---------- AVAILABLE RECORDS

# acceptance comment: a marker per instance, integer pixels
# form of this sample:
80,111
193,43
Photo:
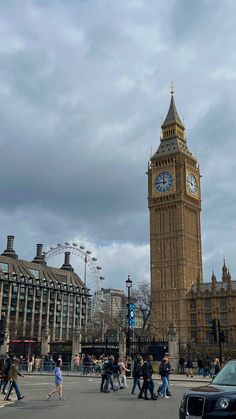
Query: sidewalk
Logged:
183,377
174,377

--------------------

Change "Logged" to "Recorded" throughout the data above, and reproduce the data with every other part unchanged. Leave the pictures out of your answer.

# acceptance comment: a marker per instance, integer pixels
# form of this sample:
80,111
193,43
Photo:
Query: sidewalk
Recorded:
183,377
174,377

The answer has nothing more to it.